What you are asked to do → Copy out every line in the records below that contains the string "span". Case counts.

Input data →

(begin)

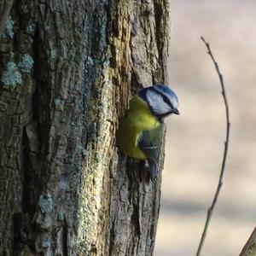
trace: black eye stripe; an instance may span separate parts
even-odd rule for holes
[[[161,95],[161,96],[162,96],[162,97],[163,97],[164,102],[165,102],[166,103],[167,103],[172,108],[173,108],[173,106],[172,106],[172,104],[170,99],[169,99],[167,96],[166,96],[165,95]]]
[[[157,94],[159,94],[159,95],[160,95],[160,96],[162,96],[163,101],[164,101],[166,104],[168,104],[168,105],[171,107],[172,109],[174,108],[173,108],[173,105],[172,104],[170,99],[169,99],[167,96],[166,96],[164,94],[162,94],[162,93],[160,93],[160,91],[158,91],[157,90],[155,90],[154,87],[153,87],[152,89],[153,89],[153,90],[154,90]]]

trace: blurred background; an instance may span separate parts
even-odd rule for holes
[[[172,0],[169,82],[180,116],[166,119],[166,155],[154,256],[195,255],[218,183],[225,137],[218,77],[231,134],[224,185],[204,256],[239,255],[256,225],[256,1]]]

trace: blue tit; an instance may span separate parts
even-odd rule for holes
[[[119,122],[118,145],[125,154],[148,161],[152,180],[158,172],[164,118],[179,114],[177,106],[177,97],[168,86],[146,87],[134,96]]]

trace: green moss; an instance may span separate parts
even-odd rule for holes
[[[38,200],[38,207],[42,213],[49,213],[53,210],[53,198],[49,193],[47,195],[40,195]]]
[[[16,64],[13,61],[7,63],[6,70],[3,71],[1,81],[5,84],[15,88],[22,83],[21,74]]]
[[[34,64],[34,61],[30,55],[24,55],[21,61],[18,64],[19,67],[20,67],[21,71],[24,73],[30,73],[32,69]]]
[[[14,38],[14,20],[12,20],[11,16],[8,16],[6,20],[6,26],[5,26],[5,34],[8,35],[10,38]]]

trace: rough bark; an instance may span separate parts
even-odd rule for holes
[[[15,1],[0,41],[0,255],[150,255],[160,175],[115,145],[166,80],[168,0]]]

(end)
(begin)

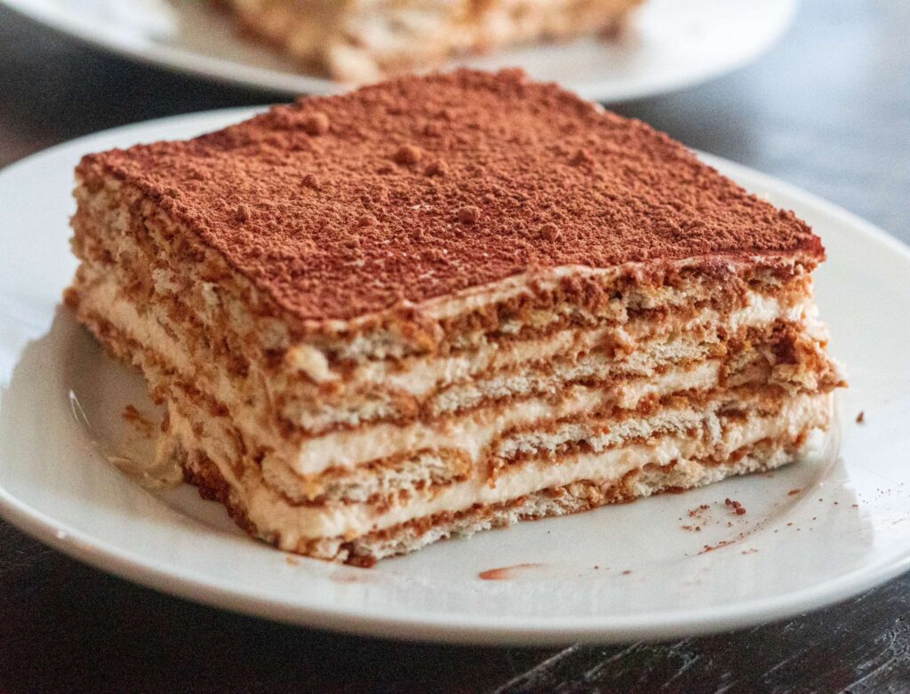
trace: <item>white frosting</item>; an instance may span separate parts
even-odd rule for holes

(end)

Worked solution →
trace: black eye stripe; an instance may span separate parts
trace: blurred background; an instance may span separate parts
trace: blue tit; an instance may span separate parts
trace: green moss; an instance may span separate parts
trace: rough bark; an instance may span separate parts
trace: <item>white frosting</item>; an instance may span separate parts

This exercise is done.